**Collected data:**
=== Begin Enclosure ===

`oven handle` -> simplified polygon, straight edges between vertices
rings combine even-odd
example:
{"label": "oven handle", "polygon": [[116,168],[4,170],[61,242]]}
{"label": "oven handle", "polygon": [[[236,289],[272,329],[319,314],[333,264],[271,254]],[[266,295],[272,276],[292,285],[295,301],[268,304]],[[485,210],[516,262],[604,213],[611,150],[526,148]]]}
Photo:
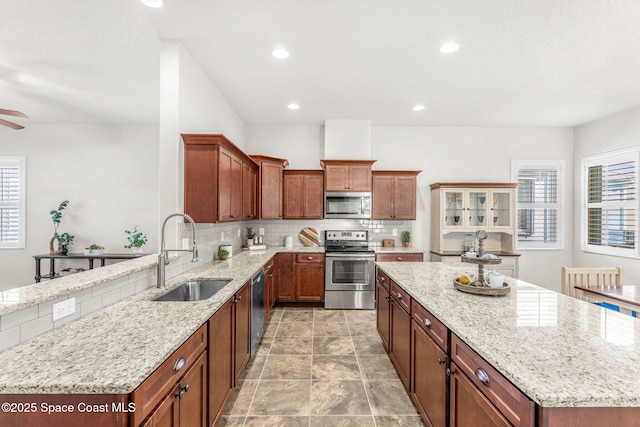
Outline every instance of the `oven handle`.
{"label": "oven handle", "polygon": [[327,258],[351,258],[353,261],[374,261],[375,257],[376,257],[375,255],[371,255],[371,256],[356,255],[356,256],[353,256],[353,254],[341,254],[341,253],[325,254],[325,256]]}

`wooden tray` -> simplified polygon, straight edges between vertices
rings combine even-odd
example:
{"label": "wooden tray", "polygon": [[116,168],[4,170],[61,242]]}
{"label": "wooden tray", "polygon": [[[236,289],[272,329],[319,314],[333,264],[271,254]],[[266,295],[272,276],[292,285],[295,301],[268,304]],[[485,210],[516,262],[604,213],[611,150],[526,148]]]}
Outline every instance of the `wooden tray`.
{"label": "wooden tray", "polygon": [[471,264],[502,264],[502,258],[480,258],[462,255],[462,262],[468,262]]}
{"label": "wooden tray", "polygon": [[501,288],[491,288],[489,286],[463,285],[462,283],[458,282],[457,279],[453,279],[453,287],[459,291],[475,295],[500,296],[507,295],[509,292],[511,292],[511,286],[506,283],[502,285]]}
{"label": "wooden tray", "polygon": [[304,246],[320,246],[320,239],[318,238],[318,231],[315,228],[305,227],[300,231],[298,236],[300,242]]}

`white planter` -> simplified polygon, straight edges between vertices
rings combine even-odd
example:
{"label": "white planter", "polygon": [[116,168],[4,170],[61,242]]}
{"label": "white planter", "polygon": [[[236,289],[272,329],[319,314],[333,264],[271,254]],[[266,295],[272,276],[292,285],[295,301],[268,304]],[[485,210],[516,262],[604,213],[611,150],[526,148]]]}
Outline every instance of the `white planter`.
{"label": "white planter", "polygon": [[104,249],[85,249],[85,255],[104,255]]}

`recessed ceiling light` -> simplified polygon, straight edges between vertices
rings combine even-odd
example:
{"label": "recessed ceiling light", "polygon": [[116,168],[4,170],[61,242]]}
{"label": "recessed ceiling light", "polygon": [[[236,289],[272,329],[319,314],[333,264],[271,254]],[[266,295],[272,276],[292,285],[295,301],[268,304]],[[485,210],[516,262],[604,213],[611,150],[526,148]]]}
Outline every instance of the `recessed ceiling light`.
{"label": "recessed ceiling light", "polygon": [[300,106],[298,104],[289,104],[289,105],[287,105],[287,108],[289,110],[297,110],[297,109],[300,108]]}
{"label": "recessed ceiling light", "polygon": [[140,0],[142,4],[149,7],[162,7],[162,0]]}
{"label": "recessed ceiling light", "polygon": [[447,42],[440,46],[440,52],[442,53],[453,53],[460,48],[460,45],[455,42]]}
{"label": "recessed ceiling light", "polygon": [[416,105],[413,107],[413,111],[422,111],[424,110],[424,105]]}
{"label": "recessed ceiling light", "polygon": [[282,48],[274,49],[271,54],[278,59],[285,59],[289,57],[289,52],[286,49]]}

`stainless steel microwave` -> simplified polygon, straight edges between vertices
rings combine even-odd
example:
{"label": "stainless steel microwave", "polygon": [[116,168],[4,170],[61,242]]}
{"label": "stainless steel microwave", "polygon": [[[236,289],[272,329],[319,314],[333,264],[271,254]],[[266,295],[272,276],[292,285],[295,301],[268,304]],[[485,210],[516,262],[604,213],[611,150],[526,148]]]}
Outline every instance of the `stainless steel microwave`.
{"label": "stainless steel microwave", "polygon": [[371,193],[324,193],[325,218],[371,218]]}

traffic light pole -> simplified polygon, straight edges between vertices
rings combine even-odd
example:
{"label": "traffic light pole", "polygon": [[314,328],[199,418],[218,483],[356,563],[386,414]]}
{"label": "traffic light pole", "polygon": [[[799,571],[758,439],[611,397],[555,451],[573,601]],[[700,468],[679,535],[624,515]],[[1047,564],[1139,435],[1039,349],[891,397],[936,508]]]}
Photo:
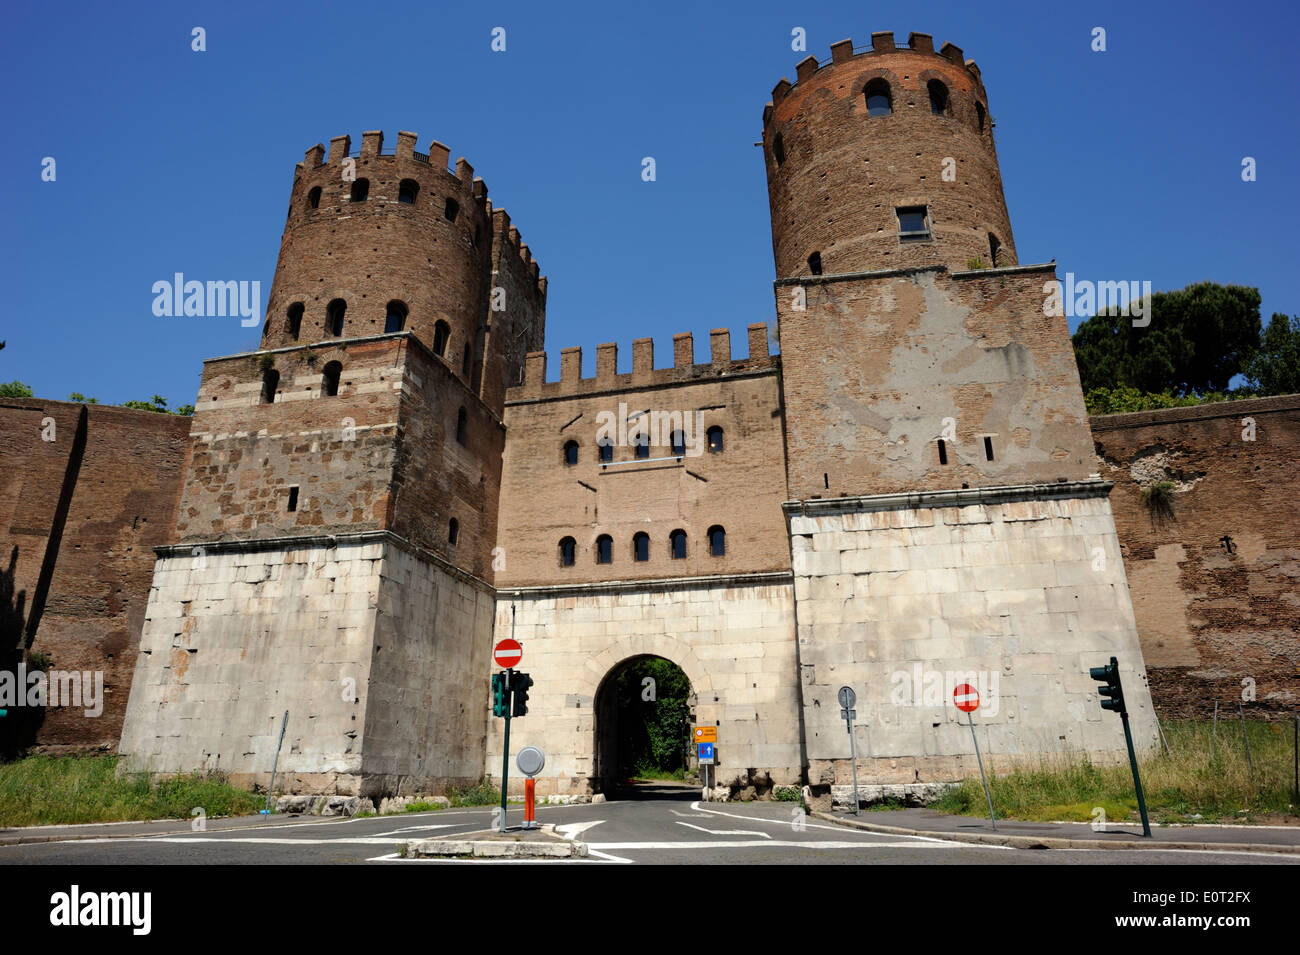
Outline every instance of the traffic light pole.
{"label": "traffic light pole", "polygon": [[[514,670],[506,670],[506,740],[501,752],[501,831],[506,831],[506,781],[510,773],[510,678]],[[1141,796],[1138,797],[1139,799]]]}
{"label": "traffic light pole", "polygon": [[[1128,710],[1120,710],[1120,720],[1124,723],[1124,741],[1128,743],[1128,762],[1133,767],[1133,788],[1137,790],[1138,811],[1142,813],[1142,835],[1151,838],[1151,823],[1147,820],[1147,801],[1142,798],[1142,777],[1138,775],[1137,753],[1133,751],[1133,732],[1128,728]],[[506,727],[509,728],[507,723]]]}

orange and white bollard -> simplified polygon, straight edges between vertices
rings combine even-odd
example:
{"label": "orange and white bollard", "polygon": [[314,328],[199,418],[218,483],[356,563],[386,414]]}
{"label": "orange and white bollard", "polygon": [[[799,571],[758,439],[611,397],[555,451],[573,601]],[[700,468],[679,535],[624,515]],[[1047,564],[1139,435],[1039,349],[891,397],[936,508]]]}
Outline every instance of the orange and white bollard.
{"label": "orange and white bollard", "polygon": [[524,828],[537,828],[537,801],[535,790],[537,781],[532,777],[524,780]]}

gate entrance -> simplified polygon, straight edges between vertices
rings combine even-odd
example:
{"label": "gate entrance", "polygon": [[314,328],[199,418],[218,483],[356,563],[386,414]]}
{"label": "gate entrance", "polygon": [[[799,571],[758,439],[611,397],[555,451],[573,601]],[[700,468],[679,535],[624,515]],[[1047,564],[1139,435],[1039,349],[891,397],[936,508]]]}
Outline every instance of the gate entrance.
{"label": "gate entrance", "polygon": [[596,691],[595,778],[613,793],[661,783],[690,785],[694,697],[681,667],[657,656],[629,657]]}

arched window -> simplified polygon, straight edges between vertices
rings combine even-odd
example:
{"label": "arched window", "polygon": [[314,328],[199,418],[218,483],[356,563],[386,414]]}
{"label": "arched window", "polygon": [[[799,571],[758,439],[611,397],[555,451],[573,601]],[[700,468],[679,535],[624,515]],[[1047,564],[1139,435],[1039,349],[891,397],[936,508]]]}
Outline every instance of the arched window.
{"label": "arched window", "polygon": [[461,354],[460,375],[462,378],[469,377],[469,342],[465,343],[465,351]]}
{"label": "arched window", "polygon": [[336,298],[325,306],[325,334],[338,337],[343,334],[343,315],[348,310],[348,303]]}
{"label": "arched window", "polygon": [[320,208],[320,186],[313,186],[311,192],[307,193],[307,208]]}
{"label": "arched window", "polygon": [[439,356],[446,356],[447,342],[451,339],[451,326],[438,319],[437,324],[433,326],[433,353]]}
{"label": "arched window", "polygon": [[975,126],[982,133],[984,132],[984,104],[975,104]]}
{"label": "arched window", "polygon": [[989,233],[989,262],[992,263],[992,266],[995,269],[998,267],[998,253],[1000,253],[1001,251],[1002,251],[1002,243],[998,241],[997,236],[995,236],[992,232],[990,232]]}
{"label": "arched window", "polygon": [[601,464],[609,464],[614,460],[614,442],[609,438],[601,438],[596,442],[596,459]]}
{"label": "arched window", "polygon": [[772,158],[776,160],[778,166],[785,164],[785,140],[781,134],[776,134],[776,139],[772,140]]}
{"label": "arched window", "polygon": [[447,522],[447,543],[456,543],[456,538],[460,537],[460,521],[452,518]]}
{"label": "arched window", "polygon": [[709,452],[717,454],[723,449],[722,429],[716,424],[708,431],[704,432],[705,437],[709,439]]}
{"label": "arched window", "polygon": [[671,441],[674,457],[680,458],[686,454],[686,432],[674,431]]}
{"label": "arched window", "polygon": [[709,553],[714,557],[727,554],[727,532],[718,524],[709,528]]}
{"label": "arched window", "polygon": [[352,201],[365,202],[370,197],[370,180],[357,179],[352,183]]}
{"label": "arched window", "polygon": [[925,84],[925,88],[930,91],[930,112],[935,116],[948,112],[948,87],[940,80],[931,80]]}
{"label": "arched window", "polygon": [[289,306],[288,311],[284,313],[285,331],[289,333],[289,337],[292,338],[294,341],[297,341],[298,336],[302,333],[302,313],[303,313],[302,302],[294,302],[292,305]]}
{"label": "arched window", "polygon": [[456,412],[456,440],[461,444],[468,444],[469,436],[469,415],[465,409],[461,408]]}
{"label": "arched window", "polygon": [[573,467],[573,465],[578,463],[578,442],[577,441],[564,442],[564,463],[569,465],[569,467]]}
{"label": "arched window", "polygon": [[448,199],[447,204],[442,207],[442,217],[448,222],[455,222],[456,216],[460,213],[460,203],[455,199]]}
{"label": "arched window", "polygon": [[673,560],[686,559],[686,532],[680,528],[668,535],[669,550]]}
{"label": "arched window", "polygon": [[403,179],[397,187],[397,201],[408,206],[415,205],[415,197],[420,192],[420,184],[414,179]]}
{"label": "arched window", "polygon": [[650,457],[650,435],[642,432],[636,436],[636,455],[637,458]]}
{"label": "arched window", "polygon": [[565,537],[560,541],[560,566],[572,567],[574,562],[574,553],[577,550],[577,544],[572,537]]}
{"label": "arched window", "polygon": [[332,361],[321,372],[320,393],[322,397],[333,398],[339,393],[339,376],[343,374],[343,365]]}
{"label": "arched window", "polygon": [[614,538],[608,534],[601,534],[596,538],[596,563],[614,563]]}
{"label": "arched window", "polygon": [[280,373],[268,368],[262,373],[262,404],[269,405],[275,401],[275,390],[280,387]]}
{"label": "arched window", "polygon": [[820,252],[814,252],[808,256],[808,271],[813,275],[822,274],[822,254]]}
{"label": "arched window", "polygon": [[644,563],[650,559],[650,535],[641,531],[632,538],[632,559]]}
{"label": "arched window", "polygon": [[400,332],[406,327],[406,306],[399,301],[388,303],[388,315],[384,318],[384,333]]}
{"label": "arched window", "polygon": [[889,84],[884,80],[872,80],[867,84],[867,88],[863,90],[863,95],[867,98],[868,116],[888,116],[894,111],[894,101],[889,93]]}

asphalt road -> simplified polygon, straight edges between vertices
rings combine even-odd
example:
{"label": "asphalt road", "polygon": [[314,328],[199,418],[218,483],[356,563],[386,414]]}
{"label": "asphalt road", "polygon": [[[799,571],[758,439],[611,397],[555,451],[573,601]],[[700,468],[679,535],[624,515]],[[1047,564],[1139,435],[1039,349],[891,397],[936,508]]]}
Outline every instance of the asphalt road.
{"label": "asphalt road", "polygon": [[[863,832],[807,817],[790,803],[698,802],[698,791],[659,787],[595,805],[542,806],[538,819],[588,844],[582,860],[401,859],[405,841],[486,829],[491,808],[446,809],[370,819],[297,819],[270,824],[91,840],[0,846],[3,865],[1296,865],[1300,856],[1169,850],[1033,850]],[[511,807],[518,825],[523,810]]]}

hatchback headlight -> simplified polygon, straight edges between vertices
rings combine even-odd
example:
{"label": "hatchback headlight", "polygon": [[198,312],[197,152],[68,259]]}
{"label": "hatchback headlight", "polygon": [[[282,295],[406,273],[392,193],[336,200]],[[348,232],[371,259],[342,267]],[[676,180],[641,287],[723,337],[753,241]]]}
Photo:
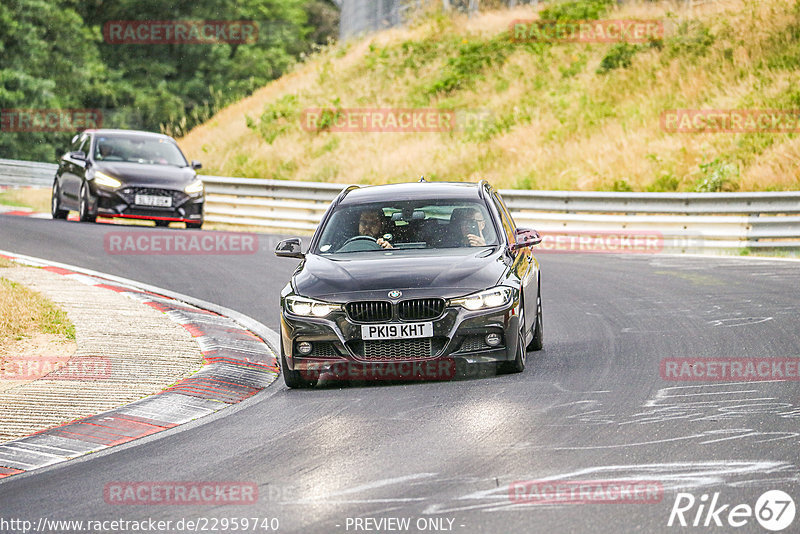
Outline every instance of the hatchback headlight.
{"label": "hatchback headlight", "polygon": [[286,311],[294,315],[304,317],[325,317],[331,312],[340,311],[341,304],[322,302],[321,300],[309,299],[306,297],[286,297],[284,301]]}
{"label": "hatchback headlight", "polygon": [[122,182],[120,182],[113,176],[109,176],[100,171],[94,173],[94,183],[101,187],[110,187],[112,189],[116,189],[117,187],[122,185]]}
{"label": "hatchback headlight", "polygon": [[203,190],[203,181],[199,178],[183,189],[187,194],[193,195]]}
{"label": "hatchback headlight", "polygon": [[506,286],[497,286],[484,291],[478,291],[465,297],[450,299],[453,306],[461,306],[471,311],[500,308],[511,303],[514,290]]}

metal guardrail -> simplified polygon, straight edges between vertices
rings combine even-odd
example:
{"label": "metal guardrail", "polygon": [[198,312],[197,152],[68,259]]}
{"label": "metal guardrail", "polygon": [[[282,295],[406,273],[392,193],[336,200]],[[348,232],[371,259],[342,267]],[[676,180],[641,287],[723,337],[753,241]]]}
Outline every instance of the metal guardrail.
{"label": "metal guardrail", "polygon": [[800,247],[800,191],[501,191],[518,224],[543,233],[656,232],[679,250]]}
{"label": "metal guardrail", "polygon": [[[0,159],[0,184],[49,187],[56,165]],[[205,220],[311,232],[342,184],[202,176]],[[800,191],[598,193],[501,190],[520,226],[545,236],[660,236],[664,249],[800,247]]]}
{"label": "metal guardrail", "polygon": [[341,184],[259,178],[201,176],[206,186],[205,220],[313,231]]}
{"label": "metal guardrail", "polygon": [[[206,220],[312,231],[339,184],[204,176]],[[658,235],[665,249],[800,247],[800,191],[500,191],[515,221],[545,235]]]}
{"label": "metal guardrail", "polygon": [[0,185],[50,187],[57,169],[55,163],[0,159]]}

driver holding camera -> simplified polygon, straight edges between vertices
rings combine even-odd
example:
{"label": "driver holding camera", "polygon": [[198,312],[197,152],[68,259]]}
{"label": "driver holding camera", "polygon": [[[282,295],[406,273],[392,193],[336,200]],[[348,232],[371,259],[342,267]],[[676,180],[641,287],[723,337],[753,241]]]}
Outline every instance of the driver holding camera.
{"label": "driver holding camera", "polygon": [[393,248],[392,244],[383,238],[383,211],[362,211],[358,218],[358,233],[375,239],[383,248]]}

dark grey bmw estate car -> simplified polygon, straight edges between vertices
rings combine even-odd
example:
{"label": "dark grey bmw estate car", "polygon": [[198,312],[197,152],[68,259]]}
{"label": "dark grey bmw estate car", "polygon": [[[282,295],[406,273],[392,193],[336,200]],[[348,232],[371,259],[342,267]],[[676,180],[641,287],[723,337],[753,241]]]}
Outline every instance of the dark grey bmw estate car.
{"label": "dark grey bmw estate car", "polygon": [[281,294],[289,387],[337,365],[450,360],[525,368],[542,348],[541,237],[480,183],[351,186],[328,208]]}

=== End Enclosure ===

**EXERCISE:** Retype only the lines above between the line with "driver holding camera ->" and the line with "dark grey bmw estate car ->", counting those two lines as well, and keep every character as it is.

**ANSWER BOX:**
driver holding camera -> simplified polygon, straight edges between vertices
rings combine even-odd
example:
{"label": "driver holding camera", "polygon": [[198,312],[197,152],[68,259]]}
{"label": "driver holding camera", "polygon": [[[282,295],[406,273],[392,193],[336,200]],[[348,232],[371,259],[342,267]],[[676,180],[641,287],[723,337],[753,241]]]}
Outline every instance of the driver holding camera.
{"label": "driver holding camera", "polygon": [[393,248],[392,244],[383,238],[383,211],[362,211],[358,218],[358,233],[375,239],[383,248]]}

dark grey bmw estate car -> simplified polygon, straight edges between vertices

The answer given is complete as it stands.